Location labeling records
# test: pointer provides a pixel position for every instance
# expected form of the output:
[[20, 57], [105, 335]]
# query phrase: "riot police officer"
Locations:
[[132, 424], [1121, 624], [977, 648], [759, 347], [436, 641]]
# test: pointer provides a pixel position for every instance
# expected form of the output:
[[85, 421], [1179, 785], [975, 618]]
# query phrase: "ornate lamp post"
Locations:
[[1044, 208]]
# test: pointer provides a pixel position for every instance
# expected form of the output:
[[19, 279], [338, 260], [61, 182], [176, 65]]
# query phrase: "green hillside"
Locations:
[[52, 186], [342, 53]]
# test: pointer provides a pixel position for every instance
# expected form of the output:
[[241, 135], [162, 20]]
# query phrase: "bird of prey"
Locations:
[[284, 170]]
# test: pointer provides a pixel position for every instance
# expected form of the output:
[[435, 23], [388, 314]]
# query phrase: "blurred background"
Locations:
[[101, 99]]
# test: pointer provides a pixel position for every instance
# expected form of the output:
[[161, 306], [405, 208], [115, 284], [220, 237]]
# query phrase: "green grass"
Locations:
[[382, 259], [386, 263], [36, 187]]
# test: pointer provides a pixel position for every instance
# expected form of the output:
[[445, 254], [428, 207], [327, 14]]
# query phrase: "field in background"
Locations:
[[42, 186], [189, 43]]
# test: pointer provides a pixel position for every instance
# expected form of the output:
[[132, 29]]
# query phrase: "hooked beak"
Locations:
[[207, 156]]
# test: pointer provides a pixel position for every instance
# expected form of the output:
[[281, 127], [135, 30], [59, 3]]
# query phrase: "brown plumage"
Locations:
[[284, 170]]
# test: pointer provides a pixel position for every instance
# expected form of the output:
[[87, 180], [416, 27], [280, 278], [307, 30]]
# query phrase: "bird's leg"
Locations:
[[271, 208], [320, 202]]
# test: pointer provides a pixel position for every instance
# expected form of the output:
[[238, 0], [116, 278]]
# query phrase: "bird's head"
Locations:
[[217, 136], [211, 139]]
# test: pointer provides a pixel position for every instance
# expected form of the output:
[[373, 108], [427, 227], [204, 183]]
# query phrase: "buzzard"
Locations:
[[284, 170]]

_Written exercise_
Your task is to quote the listing above word for word.

_Answer below_
# test: pointer provides a pixel position for every instance
# expected form of the output:
[[20, 57], [105, 335]]
# query phrase: "riot police officer"
Locations:
[[132, 424], [1121, 624], [977, 648], [759, 347], [436, 641]]
# test: pointer provides a pixel position for every instance
# expected form of the output:
[[85, 421], [1179, 785], [975, 618]]
# query phrase: "ornate lamp post"
Locations:
[[1044, 208]]
# test: pointer provides a pixel position for every instance
# expected form of the output:
[[19, 279], [338, 260], [61, 182], [176, 65]]
# query phrase: "green hillside"
Locations:
[[52, 186], [342, 53]]
# test: pointer provides a pixel position for every instance
# expected form of the output:
[[241, 135], [162, 20]]
# query phrase: "bird of prey"
Locations:
[[284, 170]]
# test: pointer provides a pixel position for every instance
# expected form of the output:
[[435, 23], [388, 314]]
# query phrase: "blurred background"
Locations:
[[101, 99]]
# test: pointer provides a pixel position for every instance
# expected form of the output:
[[161, 306], [405, 208], [115, 284], [220, 237]]
# query phrase: "green grass"
Locations:
[[382, 259], [386, 263], [36, 187]]
# test: pointer provides a pixel position for every instance
# expected form of the output:
[[445, 254], [428, 207], [327, 14]]
# query phrase: "field in background"
Locations:
[[42, 186], [189, 43]]
# test: pointer provides a pixel position for every instance
# expected form of the output:
[[132, 29]]
# query phrase: "hooked beak"
Locations:
[[207, 156]]
# test: pointer provides a pixel position for every instance
# expected form of the output:
[[281, 127], [135, 30], [59, 3]]
# query phrase: "brown plumage"
Locations:
[[284, 170]]
# test: pointer provides a pixel position for every instance
# expected form of the output:
[[87, 180], [416, 27], [280, 278], [307, 30]]
# query phrase: "bird's leg"
Locations:
[[271, 208], [320, 202]]
# test: pointer provides a pixel position for every instance
# expected form of the output:
[[238, 0], [116, 278]]
# query phrase: "bird's head"
Locations:
[[217, 136], [211, 139]]
# test: pointer provides a pixel position for every instance
# expected form of the output:
[[373, 108], [427, 227], [204, 183]]
# query phrase: "buzzard"
Locations:
[[284, 170]]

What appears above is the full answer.